SUPPLIED PASSAGE:
I like the Gorilla Glue as well. I use the acid flux brushes to put it on the tubes. Wet spray bottle to dampen the inside of the blanks. After a couple minutes I check the tubes, when the glue activates and starts to expend it can push the tubes out of the pen blank slightly. Have not had a failure with Gorilla Glue and it is much more heat resistant. Sometimes I can get a little aggressive with sanding certain woods and the friction can cause heat. 

RichP.
Stick with it Tony, it can become addicting and they are quick and simple to make once you get the hang of it.

Reactions: Thank You! 1 | Informative 1 | Useful 1


----------



## kweinert (Feb 19, 2018)

ripjack13 said:


> Looks good to me Ken. I like that design....kinda like a honey pot...



To my knowledge that's an original design. If not original at least the thought process applying to a woodturning was. It came from those rugs where the colors blend dark to light. I tried it on segmented bowls.

In theory it's all based on a 3/4 slice. So the bottom is 3/4 walnut, next is 5/8 walnut, 1/8 maple, 1/2 walnut, 1/4 maple, etc. Just the colors interleaving. I put the walnut on the bottom because it looks odd to me to have the dark on top.

Even had a guy in England ask if he could use the pattern - kind of cool knowing that something I'd "invented" struck someone else enough that they wanted to use it as well.

Reactions: Way Cool 3


----------



## barry richardson (Feb 19, 2018)

Turning thing to a specific size/ shape is tough. Much easier for me to go with the flow. I have turned a few sets of legs for tables, they are all slightly different. I also realized recently when turning spheres that it it is not too hard to turn a sphere, but would be very hard to turn it to a specific dimension, unless you use a mechanized jig. Your set looks great to me, perfect is for machines and robots.....

Reactions: Agree 4


----------



## CWS (Feb 19, 2018)

Tony said:


> I can give lessons on doing this, got it down now I think! Tony
> View attachment 142067


Thanks @Tony but I think I got that part down pat.

Reactions: Funny 1


----------



## kweinert (Feb 19, 2018)

Well, it was more the method I ended up using to get the job done. If you don't look real close at the inside then aside from one glaring error I'd agree that they look pretty good.

But getting so nervous about popping one off the chuck and having it bounce across the shop that I finished up the shaping with 80 grit sandpaper is where my doubts about being a turner comes from. These were already late or I may have tried going back to the correct tools but I couldn't afford more delays.

(Items from a data source)
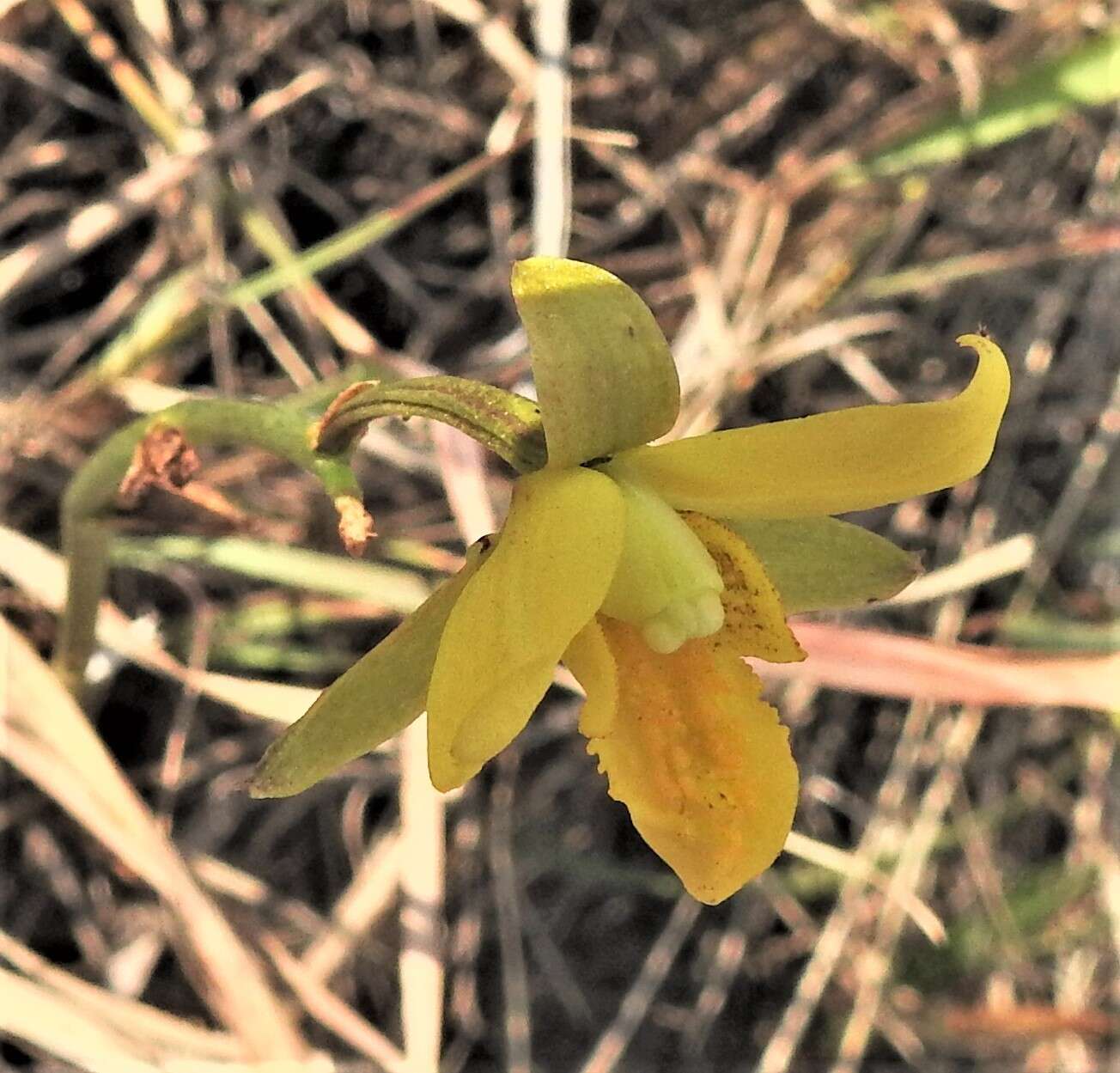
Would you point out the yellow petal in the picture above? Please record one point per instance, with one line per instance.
(375, 699)
(831, 463)
(754, 619)
(819, 564)
(605, 378)
(700, 762)
(539, 587)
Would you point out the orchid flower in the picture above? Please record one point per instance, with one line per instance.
(649, 570)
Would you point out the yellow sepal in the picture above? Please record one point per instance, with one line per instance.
(831, 463)
(545, 580)
(605, 376)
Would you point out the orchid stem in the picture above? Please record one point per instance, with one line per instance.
(92, 497)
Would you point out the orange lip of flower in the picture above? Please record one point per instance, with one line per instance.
(651, 570)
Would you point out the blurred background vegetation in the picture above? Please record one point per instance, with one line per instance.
(270, 198)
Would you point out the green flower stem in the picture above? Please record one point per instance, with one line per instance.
(504, 423)
(91, 497)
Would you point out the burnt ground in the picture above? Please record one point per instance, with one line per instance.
(707, 143)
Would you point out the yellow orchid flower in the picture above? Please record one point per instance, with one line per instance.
(649, 570)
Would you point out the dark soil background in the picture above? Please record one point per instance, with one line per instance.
(706, 143)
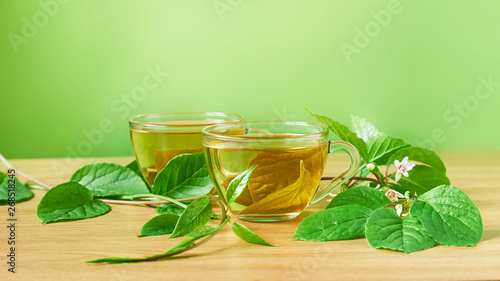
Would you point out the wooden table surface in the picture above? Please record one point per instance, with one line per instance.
(58, 251)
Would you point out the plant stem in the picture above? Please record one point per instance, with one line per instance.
(355, 178)
(224, 220)
(170, 200)
(23, 174)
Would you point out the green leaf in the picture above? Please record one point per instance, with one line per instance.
(135, 167)
(363, 128)
(421, 155)
(170, 209)
(382, 146)
(198, 213)
(184, 176)
(339, 223)
(238, 184)
(360, 196)
(249, 236)
(159, 225)
(183, 245)
(22, 193)
(343, 132)
(422, 179)
(385, 229)
(109, 179)
(450, 216)
(69, 201)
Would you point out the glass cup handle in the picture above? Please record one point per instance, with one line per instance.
(345, 175)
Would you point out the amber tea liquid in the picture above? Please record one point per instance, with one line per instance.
(281, 186)
(154, 149)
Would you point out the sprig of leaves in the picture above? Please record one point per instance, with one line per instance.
(442, 214)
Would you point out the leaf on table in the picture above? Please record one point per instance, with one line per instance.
(201, 231)
(450, 216)
(343, 132)
(109, 179)
(171, 208)
(385, 229)
(198, 213)
(185, 176)
(159, 225)
(294, 196)
(135, 167)
(381, 147)
(163, 156)
(69, 201)
(22, 192)
(249, 236)
(421, 155)
(339, 223)
(360, 196)
(364, 129)
(421, 179)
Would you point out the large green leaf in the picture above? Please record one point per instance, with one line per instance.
(69, 201)
(421, 179)
(360, 196)
(339, 223)
(385, 229)
(249, 236)
(450, 216)
(184, 176)
(382, 146)
(171, 209)
(363, 128)
(20, 193)
(421, 155)
(135, 167)
(109, 179)
(159, 225)
(198, 213)
(343, 133)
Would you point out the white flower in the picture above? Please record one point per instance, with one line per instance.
(370, 167)
(393, 195)
(403, 167)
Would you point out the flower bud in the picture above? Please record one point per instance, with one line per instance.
(370, 167)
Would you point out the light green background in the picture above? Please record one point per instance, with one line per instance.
(66, 68)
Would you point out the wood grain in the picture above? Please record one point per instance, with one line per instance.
(59, 251)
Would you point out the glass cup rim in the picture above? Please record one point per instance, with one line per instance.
(133, 122)
(205, 131)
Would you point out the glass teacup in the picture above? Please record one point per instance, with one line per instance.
(290, 159)
(159, 137)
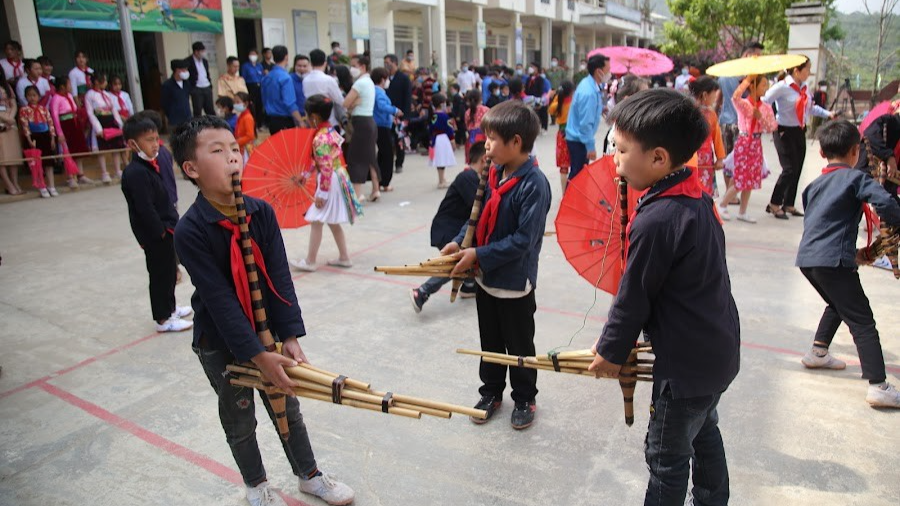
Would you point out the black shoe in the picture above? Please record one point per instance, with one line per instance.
(523, 415)
(418, 299)
(489, 403)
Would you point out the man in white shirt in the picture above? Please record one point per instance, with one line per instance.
(467, 79)
(201, 87)
(32, 77)
(317, 82)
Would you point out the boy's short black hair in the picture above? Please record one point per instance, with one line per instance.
(837, 138)
(184, 140)
(137, 126)
(511, 118)
(662, 118)
(320, 105)
(476, 151)
(317, 57)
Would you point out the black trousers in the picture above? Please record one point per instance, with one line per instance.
(506, 326)
(279, 123)
(161, 267)
(790, 143)
(201, 99)
(385, 144)
(842, 291)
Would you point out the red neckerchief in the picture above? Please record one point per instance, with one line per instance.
(239, 270)
(871, 217)
(801, 103)
(491, 210)
(689, 187)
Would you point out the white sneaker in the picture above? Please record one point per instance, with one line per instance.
(815, 360)
(330, 491)
(301, 265)
(174, 324)
(182, 311)
(883, 395)
(264, 495)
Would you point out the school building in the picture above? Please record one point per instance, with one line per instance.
(445, 31)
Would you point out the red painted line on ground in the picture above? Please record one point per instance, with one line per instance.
(168, 446)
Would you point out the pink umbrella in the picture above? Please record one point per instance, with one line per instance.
(886, 107)
(639, 61)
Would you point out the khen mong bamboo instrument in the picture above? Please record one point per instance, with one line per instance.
(276, 397)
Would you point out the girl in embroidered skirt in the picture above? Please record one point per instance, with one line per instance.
(711, 155)
(69, 134)
(755, 117)
(105, 124)
(559, 109)
(37, 128)
(442, 130)
(10, 145)
(474, 112)
(335, 200)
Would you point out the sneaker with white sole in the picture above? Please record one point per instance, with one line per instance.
(327, 489)
(883, 395)
(174, 324)
(264, 495)
(819, 358)
(182, 311)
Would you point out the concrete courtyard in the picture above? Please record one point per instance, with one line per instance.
(97, 409)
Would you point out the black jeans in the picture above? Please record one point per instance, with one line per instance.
(842, 291)
(201, 99)
(506, 326)
(385, 144)
(684, 433)
(790, 143)
(237, 412)
(162, 267)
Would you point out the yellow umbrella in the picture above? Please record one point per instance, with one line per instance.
(756, 65)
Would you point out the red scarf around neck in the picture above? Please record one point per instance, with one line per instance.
(491, 210)
(801, 103)
(239, 270)
(871, 218)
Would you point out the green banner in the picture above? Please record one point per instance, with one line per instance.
(146, 15)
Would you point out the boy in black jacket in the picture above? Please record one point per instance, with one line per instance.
(676, 289)
(453, 213)
(827, 257)
(207, 242)
(153, 218)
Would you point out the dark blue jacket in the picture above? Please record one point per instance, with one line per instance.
(676, 288)
(204, 248)
(833, 207)
(176, 102)
(510, 258)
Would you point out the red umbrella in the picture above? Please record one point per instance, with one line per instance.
(275, 170)
(638, 61)
(588, 225)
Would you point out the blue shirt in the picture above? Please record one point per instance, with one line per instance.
(204, 248)
(251, 73)
(511, 256)
(729, 114)
(584, 114)
(384, 110)
(298, 92)
(278, 94)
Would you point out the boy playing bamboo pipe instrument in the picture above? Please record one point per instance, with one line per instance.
(509, 236)
(206, 239)
(676, 288)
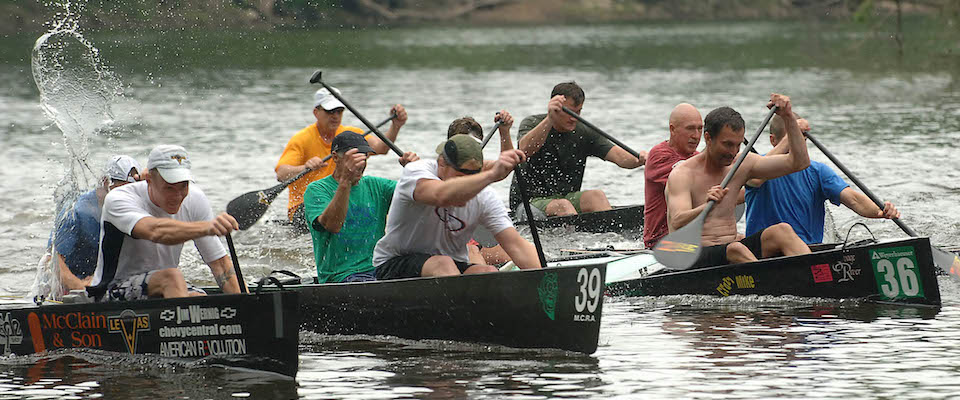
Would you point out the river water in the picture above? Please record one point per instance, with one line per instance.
(233, 100)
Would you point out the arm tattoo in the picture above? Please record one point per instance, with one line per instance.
(223, 278)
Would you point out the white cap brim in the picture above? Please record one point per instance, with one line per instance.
(331, 104)
(175, 175)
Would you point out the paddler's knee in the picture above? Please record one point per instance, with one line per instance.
(737, 253)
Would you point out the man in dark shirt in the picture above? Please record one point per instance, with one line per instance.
(558, 146)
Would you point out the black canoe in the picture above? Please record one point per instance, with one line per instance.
(556, 308)
(619, 219)
(893, 271)
(257, 331)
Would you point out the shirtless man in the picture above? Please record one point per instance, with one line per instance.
(696, 181)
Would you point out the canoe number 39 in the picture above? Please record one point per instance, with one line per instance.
(591, 287)
(896, 272)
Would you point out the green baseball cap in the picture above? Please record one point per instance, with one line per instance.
(463, 153)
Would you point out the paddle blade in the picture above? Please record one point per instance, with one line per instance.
(248, 208)
(680, 249)
(946, 261)
(739, 211)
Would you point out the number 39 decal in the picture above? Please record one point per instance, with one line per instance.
(591, 288)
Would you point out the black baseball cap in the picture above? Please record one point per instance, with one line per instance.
(349, 140)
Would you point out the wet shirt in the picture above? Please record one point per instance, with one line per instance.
(303, 146)
(414, 227)
(796, 199)
(660, 161)
(557, 167)
(123, 208)
(349, 251)
(77, 235)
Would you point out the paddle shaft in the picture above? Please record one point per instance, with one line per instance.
(490, 134)
(906, 229)
(382, 123)
(601, 132)
(388, 142)
(236, 265)
(522, 185)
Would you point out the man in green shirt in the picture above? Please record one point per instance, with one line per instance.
(558, 146)
(346, 212)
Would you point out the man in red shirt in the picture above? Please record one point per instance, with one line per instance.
(686, 127)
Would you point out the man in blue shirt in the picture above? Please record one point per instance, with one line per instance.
(76, 238)
(798, 198)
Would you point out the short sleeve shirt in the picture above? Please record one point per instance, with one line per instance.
(557, 167)
(77, 235)
(124, 206)
(349, 251)
(660, 162)
(303, 146)
(796, 199)
(414, 227)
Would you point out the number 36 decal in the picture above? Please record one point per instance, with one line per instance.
(591, 288)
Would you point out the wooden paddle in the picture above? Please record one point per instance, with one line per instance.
(249, 207)
(601, 132)
(522, 185)
(680, 249)
(946, 261)
(316, 79)
(236, 265)
(490, 134)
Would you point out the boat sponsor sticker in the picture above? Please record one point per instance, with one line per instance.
(548, 290)
(203, 348)
(821, 273)
(845, 269)
(897, 273)
(129, 324)
(72, 329)
(727, 284)
(10, 332)
(197, 314)
(589, 297)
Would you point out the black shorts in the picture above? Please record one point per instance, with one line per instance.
(409, 266)
(717, 255)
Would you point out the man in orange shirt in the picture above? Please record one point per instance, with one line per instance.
(307, 148)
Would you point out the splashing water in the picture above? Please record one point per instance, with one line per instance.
(77, 92)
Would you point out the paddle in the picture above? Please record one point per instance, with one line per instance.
(680, 249)
(490, 134)
(236, 265)
(522, 185)
(601, 132)
(316, 79)
(946, 261)
(249, 207)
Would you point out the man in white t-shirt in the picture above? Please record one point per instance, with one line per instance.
(437, 205)
(144, 225)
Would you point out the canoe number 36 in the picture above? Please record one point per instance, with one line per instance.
(591, 287)
(896, 272)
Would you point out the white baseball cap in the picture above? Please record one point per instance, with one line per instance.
(172, 162)
(323, 98)
(118, 168)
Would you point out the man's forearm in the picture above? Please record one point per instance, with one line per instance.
(170, 231)
(336, 212)
(799, 159)
(534, 139)
(461, 189)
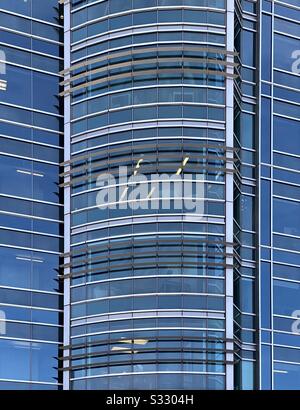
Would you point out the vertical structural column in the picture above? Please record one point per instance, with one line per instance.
(229, 195)
(67, 195)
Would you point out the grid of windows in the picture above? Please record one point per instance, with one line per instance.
(147, 283)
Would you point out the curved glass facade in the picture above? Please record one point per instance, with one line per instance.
(145, 271)
(31, 205)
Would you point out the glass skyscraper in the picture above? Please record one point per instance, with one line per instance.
(177, 179)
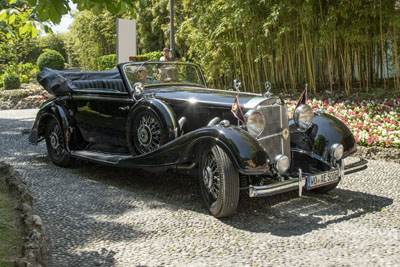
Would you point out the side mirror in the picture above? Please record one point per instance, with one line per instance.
(138, 89)
(267, 87)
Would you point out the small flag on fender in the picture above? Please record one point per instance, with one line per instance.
(303, 97)
(237, 110)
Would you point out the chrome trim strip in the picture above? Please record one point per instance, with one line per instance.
(315, 156)
(269, 136)
(253, 102)
(269, 190)
(356, 166)
(102, 98)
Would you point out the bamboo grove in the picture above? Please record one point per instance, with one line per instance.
(331, 45)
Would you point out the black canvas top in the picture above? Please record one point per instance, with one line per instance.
(60, 83)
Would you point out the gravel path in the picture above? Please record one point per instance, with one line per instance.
(104, 216)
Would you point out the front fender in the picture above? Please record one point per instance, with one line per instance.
(50, 109)
(325, 131)
(244, 151)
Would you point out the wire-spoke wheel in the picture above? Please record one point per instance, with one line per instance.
(55, 143)
(219, 182)
(148, 132)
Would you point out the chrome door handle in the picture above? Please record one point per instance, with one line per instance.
(124, 108)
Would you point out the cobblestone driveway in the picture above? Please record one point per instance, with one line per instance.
(107, 216)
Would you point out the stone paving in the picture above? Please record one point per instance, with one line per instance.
(104, 216)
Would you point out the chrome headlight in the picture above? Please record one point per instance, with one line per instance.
(255, 122)
(303, 116)
(337, 151)
(282, 163)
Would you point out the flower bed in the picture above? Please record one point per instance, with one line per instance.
(372, 122)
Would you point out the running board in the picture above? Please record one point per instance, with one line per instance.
(107, 158)
(298, 183)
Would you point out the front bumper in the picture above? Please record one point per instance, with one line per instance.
(299, 182)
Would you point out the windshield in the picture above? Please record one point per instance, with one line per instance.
(158, 73)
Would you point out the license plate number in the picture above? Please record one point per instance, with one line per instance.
(322, 179)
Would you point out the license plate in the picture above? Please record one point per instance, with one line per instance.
(322, 179)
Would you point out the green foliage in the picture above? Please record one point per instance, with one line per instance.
(28, 69)
(57, 8)
(51, 59)
(90, 37)
(289, 43)
(11, 81)
(54, 42)
(152, 55)
(107, 62)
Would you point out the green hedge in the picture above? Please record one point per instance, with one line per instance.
(51, 59)
(107, 62)
(11, 81)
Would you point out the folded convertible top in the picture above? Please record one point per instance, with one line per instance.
(59, 83)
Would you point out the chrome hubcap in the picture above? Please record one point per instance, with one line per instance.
(211, 176)
(144, 135)
(148, 134)
(54, 141)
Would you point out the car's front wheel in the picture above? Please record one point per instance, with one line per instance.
(55, 143)
(219, 182)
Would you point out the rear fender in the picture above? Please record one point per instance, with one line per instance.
(49, 110)
(244, 151)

THE TASKS:
(1) Reproduce word for word the part of the woodturning forum thread from "Thanks @Tony but" up to and including "afford more delays.".
(2) Please extend the woodturning forum thread, picking up right after its last sentence.

ANSWERS TO THE PROBLEMS:
(1)
Thanks @Tony but I think I got that part down pat.

Reactions: Funny 1


----------



## kweinert (Feb 19, 2018)

Well, it was more the method I ended up using to get the job done. If you don't look real close at the inside then aside from one glaring error I'd agree that they look pretty good.

But getting so nervous about popping one off the chuck and having it bounce across the shop that I finished up the shaping with 80 grit sandpaper is where my doubts about being a turner comes from. These were already late or I may have tried going back to the correct tools but I couldn't afford more delays.

(2)
I was kind of chuffed that that size bowl did actually stick to the vacuum chuck though. Mind you, it was only my hand and sandpaper on it but I still wasn't sure that something that heavy would work. About 3 1/2 pounds, 9" diameter, 7" tall.

Reactions: Like 1


----------



## Eric Rorabaugh (Feb 19, 2018)

Nice work Ken! I would put one in my house and be proud of it. Being as I'm very new to turning, I can't give advice on it but I can say "great job"! Remember, beauty is in the eye of the beholder. And as @woodtickgreg said, don't point out mistakes they probably won't see them. If they do it's not a mistake, it's a personal Ken "the Wood Turner" design.


----------



## John Brock (Feb 19, 2018)

Is a man any less a hunter based upon the tool used?
Use of a spear, a bow, a musket, a rifle, or a motorhome to dispatch your prey are all effective means.
I will grant you that the bragging rights may vary considerably...

Reactions: Like 4 | Funny 4


----------



## Jeff M. (Feb 19, 2018)

woodtickgreg said:


> At least you guys are turning, failures are not a bad thing, you have all learned from them. Sometimes we turners call them design changes, lol. Ken, they look fine, you will save them.
> And remember boys, when you show off your work or give it away or sell it.........never point out your mistakes, most people will never see them.


Ken, Greg is right on this one, could be worse. you turned 3 very nice bowls, so chin up. 
I refer you to some Thomas Edison Ken - 
As an inventor, Edison made 1,000 unsuccessful attempts at inventing the light bulb. When a reporter asked, "How did it feel to fail *1,000 times*?" Edison replied, "I didn't fail *1,000 times*. The light bulb was an invention with 1,000 steps."

Reactions: Like 4 | Thank You! 1 | Great Post 2


----------



## Johnturner (Feb 25, 2018)

Ken
I think they look great! If you showed them to a civilian,e.g. a non-turner, they would be amazed. I have always found that we are our own worse critics.
Keep Turning.
John

Reactions: Agree 3


----------



## DKMD (Feb 25, 2018)

kweinert said:


> Well, it was more the method I ended up using to get the job done. If you don't look real close at the inside then aside from one glaring error I'd agree that they look pretty good.
> 
> But getting so nervous about popping one off the chuck and having it bounce across the shop that I finished up the shaping with 80 grit sandpaper is where my doubts about being a turner comes from. These were already late or I may have tried going back to the correct tools but I couldn't afford more delays.
> 
> I was kind of chuffed that that size bowl did actually stick to the vacuum chuck though. Mind you, it was only my hand and sandpaper on it but I still wasn't sure that something that heavy would work. About 3 1/2 pounds, 9" diameter, 7" tall.



I haven’t found anything that a vac chuck won’t hold (unless it’s got holes in it)... I’ve done a few platters and bowls in the 18” range with no issues.


----------



## Joe Williams (Mar 16, 2018)

Wow those are gorgeous, I love segmented turning so much. Someday I hope to fail as well as you because those are just awesome!

Thank you for sharing, it really helps people like me understand you expert types are human and helps us feel like we have a chance! :)

Reactions: Like 1 | Thank You! 1 | Great Post 1


----------



## kweinert (Mar 16, 2018)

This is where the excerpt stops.